## start

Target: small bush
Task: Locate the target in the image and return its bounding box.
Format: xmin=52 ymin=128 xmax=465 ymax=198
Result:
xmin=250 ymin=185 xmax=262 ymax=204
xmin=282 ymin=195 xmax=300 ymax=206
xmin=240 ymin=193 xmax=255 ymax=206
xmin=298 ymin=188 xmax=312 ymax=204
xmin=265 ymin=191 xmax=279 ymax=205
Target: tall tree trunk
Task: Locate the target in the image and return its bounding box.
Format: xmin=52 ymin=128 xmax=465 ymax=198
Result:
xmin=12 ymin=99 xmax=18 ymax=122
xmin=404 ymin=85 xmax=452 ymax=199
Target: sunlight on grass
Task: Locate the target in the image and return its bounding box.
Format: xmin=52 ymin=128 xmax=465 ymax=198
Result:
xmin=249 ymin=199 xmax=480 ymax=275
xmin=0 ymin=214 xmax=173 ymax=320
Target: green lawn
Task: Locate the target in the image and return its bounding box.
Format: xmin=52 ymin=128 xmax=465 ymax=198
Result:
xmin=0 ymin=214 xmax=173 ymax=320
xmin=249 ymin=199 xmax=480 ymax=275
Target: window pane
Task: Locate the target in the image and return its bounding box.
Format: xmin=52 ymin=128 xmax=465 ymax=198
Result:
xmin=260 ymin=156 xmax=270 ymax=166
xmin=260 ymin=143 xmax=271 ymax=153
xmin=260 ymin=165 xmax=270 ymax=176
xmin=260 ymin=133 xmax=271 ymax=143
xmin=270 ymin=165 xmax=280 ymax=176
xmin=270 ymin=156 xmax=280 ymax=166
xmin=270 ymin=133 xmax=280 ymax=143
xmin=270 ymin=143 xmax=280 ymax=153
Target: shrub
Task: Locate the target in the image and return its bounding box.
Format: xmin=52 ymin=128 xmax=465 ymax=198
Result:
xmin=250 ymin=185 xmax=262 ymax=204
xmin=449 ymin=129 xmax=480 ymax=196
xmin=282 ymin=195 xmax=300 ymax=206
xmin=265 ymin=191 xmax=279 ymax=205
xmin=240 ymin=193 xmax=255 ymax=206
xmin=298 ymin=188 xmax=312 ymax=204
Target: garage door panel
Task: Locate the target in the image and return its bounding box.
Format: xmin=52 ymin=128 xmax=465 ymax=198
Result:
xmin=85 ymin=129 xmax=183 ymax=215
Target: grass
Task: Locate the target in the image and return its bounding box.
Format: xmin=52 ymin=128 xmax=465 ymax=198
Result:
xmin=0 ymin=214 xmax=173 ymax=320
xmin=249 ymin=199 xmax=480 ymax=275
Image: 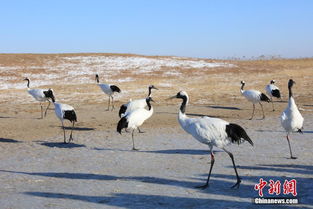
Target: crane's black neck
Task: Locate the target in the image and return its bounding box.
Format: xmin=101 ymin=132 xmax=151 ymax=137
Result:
xmin=241 ymin=83 xmax=245 ymax=90
xmin=148 ymin=86 xmax=152 ymax=97
xmin=288 ymin=84 xmax=293 ymax=98
xmin=26 ymin=78 xmax=30 ymax=88
xmin=146 ymin=97 xmax=152 ymax=110
xmin=180 ymin=96 xmax=187 ymax=113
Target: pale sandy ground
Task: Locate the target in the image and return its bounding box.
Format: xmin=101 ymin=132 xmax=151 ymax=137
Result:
xmin=0 ymin=55 xmax=313 ymax=209
xmin=0 ymin=103 xmax=313 ymax=209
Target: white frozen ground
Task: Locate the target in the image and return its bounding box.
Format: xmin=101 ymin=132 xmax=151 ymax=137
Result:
xmin=0 ymin=115 xmax=313 ymax=209
xmin=0 ymin=55 xmax=234 ymax=90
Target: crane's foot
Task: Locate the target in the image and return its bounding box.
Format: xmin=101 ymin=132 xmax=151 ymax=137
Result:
xmin=195 ymin=183 xmax=209 ymax=189
xmin=231 ymin=179 xmax=241 ymax=189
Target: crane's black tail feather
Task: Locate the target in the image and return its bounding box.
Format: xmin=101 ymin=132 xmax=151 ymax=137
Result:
xmin=272 ymin=89 xmax=280 ymax=99
xmin=118 ymin=104 xmax=127 ymax=118
xmin=260 ymin=93 xmax=271 ymax=102
xmin=63 ymin=110 xmax=77 ymax=122
xmin=116 ymin=117 xmax=128 ymax=134
xmin=226 ymin=123 xmax=253 ymax=146
xmin=110 ymin=85 xmax=121 ymax=93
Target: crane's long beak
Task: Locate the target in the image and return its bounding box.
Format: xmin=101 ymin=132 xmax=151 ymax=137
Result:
xmin=165 ymin=95 xmax=176 ymax=101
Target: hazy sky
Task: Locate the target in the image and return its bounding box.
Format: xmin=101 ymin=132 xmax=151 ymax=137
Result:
xmin=0 ymin=0 xmax=313 ymax=58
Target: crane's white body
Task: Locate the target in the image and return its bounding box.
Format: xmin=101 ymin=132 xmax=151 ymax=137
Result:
xmin=280 ymin=79 xmax=303 ymax=159
xmin=171 ymin=91 xmax=253 ymax=188
xmin=265 ymin=84 xmax=279 ymax=97
xmin=27 ymin=88 xmax=49 ymax=102
xmin=121 ymin=99 xmax=147 ymax=117
xmin=98 ymin=83 xmax=114 ymax=96
xmin=96 ymin=74 xmax=121 ymax=110
xmin=53 ymin=102 xmax=74 ymax=123
xmin=280 ymin=97 xmax=304 ymax=134
xmin=117 ymin=97 xmax=153 ymax=150
xmin=240 ymin=90 xmax=262 ymax=104
xmin=178 ymin=111 xmax=231 ymax=149
xmin=119 ymin=85 xmax=158 ymax=117
xmin=24 ymin=78 xmax=53 ymax=119
xmin=125 ymin=106 xmax=153 ymax=129
xmin=240 ymin=81 xmax=270 ymax=120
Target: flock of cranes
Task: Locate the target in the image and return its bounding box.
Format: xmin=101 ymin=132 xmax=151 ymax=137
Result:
xmin=25 ymin=74 xmax=303 ymax=188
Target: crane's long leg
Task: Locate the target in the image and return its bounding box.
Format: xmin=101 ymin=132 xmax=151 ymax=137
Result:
xmin=107 ymin=96 xmax=111 ymax=111
xmin=286 ymin=134 xmax=297 ymax=159
xmin=223 ymin=148 xmax=241 ymax=188
xmin=45 ymin=100 xmax=51 ymax=117
xmin=137 ymin=127 xmax=144 ymax=133
xmin=259 ymin=102 xmax=265 ymax=119
xmin=132 ymin=129 xmax=138 ymax=150
xmin=249 ymin=103 xmax=255 ymax=120
xmin=40 ymin=102 xmax=43 ymax=119
xmin=271 ymin=97 xmax=275 ymax=112
xmin=111 ymin=96 xmax=115 ymax=111
xmin=196 ymin=149 xmax=215 ymax=189
xmin=61 ymin=121 xmax=66 ymax=144
xmin=69 ymin=121 xmax=75 ymax=142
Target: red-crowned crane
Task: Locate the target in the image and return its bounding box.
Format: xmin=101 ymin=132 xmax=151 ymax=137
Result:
xmin=240 ymin=81 xmax=270 ymax=120
xmin=280 ymin=79 xmax=304 ymax=159
xmin=171 ymin=91 xmax=253 ymax=189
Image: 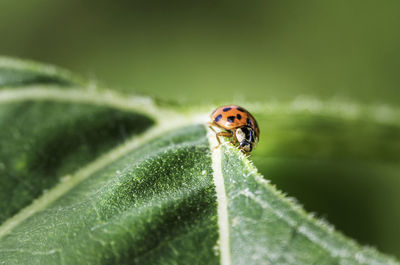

## end

- [Your objective] Rewrite every line from the line with "Target: green lawn" to the line with "xmin=270 ymin=143 xmax=280 ymax=153", both included, and offset each answer coordinate by adding 73 to it. Leave the numbers in the lines that begin "Format:" unchanged.

- [Exercise result]
Target: green lawn
Task: Locate the target in the image and return its bounding box.
Format: xmin=52 ymin=128 xmax=465 ymax=198
Result:
xmin=73 ymin=287 xmax=246 ymax=393
xmin=322 ymin=272 xmax=553 ymax=348
Target: window pane
Task: Locate the target in the image and return its bounding box.
Format: xmin=52 ymin=128 xmax=465 ymax=198
Result:
xmin=333 ymin=229 xmax=343 ymax=239
xmin=333 ymin=216 xmax=344 ymax=226
xmin=333 ymin=238 xmax=343 ymax=249
xmin=333 ymin=206 xmax=344 ymax=216
xmin=343 ymin=238 xmax=353 ymax=249
xmin=343 ymin=229 xmax=353 ymax=239
xmin=343 ymin=206 xmax=353 ymax=216
xmin=343 ymin=216 xmax=353 ymax=226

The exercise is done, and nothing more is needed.